# start of Provided data
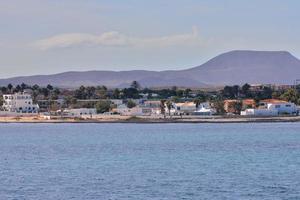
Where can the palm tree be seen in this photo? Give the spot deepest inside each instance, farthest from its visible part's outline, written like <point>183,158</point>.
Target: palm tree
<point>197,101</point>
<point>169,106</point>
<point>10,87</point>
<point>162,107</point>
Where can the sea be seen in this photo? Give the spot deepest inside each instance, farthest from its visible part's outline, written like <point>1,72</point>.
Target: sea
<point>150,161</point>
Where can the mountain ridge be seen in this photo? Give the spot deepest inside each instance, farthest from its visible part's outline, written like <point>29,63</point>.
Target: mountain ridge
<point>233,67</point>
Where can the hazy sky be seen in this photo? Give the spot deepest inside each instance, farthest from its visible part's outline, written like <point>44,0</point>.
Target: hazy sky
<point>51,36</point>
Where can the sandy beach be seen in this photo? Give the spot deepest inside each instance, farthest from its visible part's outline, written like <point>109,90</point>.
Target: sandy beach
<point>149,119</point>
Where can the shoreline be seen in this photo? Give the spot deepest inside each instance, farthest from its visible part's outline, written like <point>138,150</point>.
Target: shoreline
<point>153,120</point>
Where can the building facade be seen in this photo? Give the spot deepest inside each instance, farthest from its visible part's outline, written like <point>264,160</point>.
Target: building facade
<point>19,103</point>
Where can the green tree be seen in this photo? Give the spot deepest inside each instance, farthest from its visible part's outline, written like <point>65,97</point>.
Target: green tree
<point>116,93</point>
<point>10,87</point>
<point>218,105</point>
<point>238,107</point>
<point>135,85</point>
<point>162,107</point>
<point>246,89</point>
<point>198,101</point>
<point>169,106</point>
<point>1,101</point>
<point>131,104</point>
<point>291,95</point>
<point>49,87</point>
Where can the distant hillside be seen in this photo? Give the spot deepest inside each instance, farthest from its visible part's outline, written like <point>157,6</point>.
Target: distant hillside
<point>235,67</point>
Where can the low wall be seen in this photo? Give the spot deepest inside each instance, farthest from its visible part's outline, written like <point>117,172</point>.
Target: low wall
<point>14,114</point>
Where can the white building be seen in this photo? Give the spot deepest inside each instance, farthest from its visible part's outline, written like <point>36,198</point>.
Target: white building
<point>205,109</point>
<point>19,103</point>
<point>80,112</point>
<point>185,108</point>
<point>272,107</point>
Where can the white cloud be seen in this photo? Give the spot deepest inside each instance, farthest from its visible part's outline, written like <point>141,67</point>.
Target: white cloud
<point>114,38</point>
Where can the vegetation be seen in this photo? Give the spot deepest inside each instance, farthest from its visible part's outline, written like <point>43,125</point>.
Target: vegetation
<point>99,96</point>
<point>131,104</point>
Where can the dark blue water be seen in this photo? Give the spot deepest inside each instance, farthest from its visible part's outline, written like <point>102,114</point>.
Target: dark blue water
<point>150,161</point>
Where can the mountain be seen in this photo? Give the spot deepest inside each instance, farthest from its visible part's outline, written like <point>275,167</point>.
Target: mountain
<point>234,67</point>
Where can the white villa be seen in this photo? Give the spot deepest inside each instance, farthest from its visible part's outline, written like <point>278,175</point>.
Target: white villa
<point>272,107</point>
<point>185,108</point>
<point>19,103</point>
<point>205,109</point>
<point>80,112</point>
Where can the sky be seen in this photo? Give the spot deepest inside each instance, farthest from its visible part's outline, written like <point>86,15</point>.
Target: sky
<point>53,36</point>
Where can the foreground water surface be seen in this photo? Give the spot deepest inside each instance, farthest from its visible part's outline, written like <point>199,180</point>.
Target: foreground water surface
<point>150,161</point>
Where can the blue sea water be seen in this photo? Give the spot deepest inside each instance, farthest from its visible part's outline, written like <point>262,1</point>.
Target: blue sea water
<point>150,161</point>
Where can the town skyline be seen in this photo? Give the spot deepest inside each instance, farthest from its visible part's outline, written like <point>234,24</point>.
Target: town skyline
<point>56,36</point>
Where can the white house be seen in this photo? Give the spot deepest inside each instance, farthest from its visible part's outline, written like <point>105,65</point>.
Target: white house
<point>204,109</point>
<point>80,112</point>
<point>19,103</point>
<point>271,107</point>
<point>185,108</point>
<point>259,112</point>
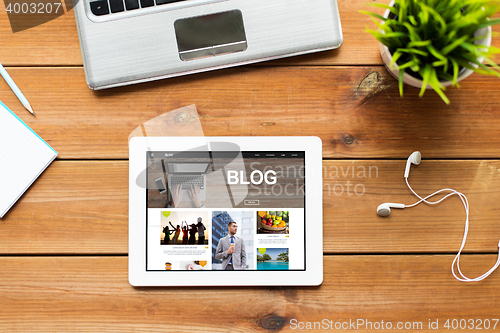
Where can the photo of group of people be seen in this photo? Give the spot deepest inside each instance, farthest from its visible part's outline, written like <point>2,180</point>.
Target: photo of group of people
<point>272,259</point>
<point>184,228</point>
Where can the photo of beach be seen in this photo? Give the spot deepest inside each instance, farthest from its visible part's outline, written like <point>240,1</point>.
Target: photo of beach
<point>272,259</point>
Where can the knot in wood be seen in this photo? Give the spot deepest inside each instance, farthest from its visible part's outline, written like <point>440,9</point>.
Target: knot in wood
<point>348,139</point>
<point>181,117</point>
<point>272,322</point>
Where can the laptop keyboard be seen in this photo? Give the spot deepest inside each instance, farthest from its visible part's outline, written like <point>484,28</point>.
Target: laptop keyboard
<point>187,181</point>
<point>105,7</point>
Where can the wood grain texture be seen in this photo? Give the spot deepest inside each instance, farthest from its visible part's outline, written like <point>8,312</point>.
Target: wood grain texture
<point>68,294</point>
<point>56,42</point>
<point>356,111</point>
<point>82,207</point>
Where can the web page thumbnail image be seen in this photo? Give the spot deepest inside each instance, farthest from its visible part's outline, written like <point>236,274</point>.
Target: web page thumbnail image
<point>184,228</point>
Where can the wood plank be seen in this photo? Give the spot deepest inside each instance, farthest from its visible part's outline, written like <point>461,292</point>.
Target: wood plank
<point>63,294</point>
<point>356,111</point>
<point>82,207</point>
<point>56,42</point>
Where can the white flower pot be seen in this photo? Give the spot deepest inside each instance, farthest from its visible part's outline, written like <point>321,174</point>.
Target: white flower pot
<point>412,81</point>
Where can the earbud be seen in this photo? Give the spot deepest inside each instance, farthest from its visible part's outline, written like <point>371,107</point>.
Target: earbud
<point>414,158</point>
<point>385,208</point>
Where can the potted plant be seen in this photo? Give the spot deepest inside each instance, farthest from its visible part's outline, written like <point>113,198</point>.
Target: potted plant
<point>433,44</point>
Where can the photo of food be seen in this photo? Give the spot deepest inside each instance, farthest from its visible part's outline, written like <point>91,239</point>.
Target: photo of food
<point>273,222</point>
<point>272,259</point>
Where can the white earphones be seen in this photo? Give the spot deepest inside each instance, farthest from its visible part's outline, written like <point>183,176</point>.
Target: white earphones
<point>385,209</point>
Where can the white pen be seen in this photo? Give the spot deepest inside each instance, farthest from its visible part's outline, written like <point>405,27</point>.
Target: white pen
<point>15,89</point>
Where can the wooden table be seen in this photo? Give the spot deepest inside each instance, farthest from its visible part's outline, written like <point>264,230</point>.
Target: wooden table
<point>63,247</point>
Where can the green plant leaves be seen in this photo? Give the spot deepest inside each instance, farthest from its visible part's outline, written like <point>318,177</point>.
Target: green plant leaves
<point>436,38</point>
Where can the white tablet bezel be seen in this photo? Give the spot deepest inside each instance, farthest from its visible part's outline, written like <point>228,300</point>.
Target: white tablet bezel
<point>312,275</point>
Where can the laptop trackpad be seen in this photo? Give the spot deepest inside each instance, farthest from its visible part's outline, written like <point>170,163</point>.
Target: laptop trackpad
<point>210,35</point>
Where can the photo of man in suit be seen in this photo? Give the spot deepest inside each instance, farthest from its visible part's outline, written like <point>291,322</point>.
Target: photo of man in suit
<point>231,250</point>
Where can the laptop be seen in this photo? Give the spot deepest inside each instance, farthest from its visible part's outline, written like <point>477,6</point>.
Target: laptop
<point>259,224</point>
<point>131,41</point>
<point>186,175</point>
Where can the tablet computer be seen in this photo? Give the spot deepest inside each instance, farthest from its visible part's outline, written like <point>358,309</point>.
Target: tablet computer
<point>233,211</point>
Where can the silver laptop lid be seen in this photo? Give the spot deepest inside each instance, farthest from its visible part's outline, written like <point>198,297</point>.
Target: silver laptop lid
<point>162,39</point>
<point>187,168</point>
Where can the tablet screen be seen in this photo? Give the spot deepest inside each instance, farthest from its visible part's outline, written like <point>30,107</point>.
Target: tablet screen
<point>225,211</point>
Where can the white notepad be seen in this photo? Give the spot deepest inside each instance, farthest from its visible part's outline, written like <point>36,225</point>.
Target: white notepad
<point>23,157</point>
# end of Provided data
- _Challenge_
In the data, swap "white villa" for "white house" in the lines starting at the one containing "Where can the white villa" and ending at the one containing "<point>53,36</point>". Give only those lines, with nothing else changed.

- _Answer for the task_
Where can the white house be seen in this photo? Give the spot deepest inside each instance, farthest from its visible part's outline, written like <point>278,175</point>.
Target: white house
<point>272,107</point>
<point>185,108</point>
<point>19,103</point>
<point>205,109</point>
<point>80,112</point>
Where can the sky be seen in this photo? Give the spot deepest inside each instance, farthest from its visible part's outline, written like <point>86,15</point>.
Target: sky
<point>53,36</point>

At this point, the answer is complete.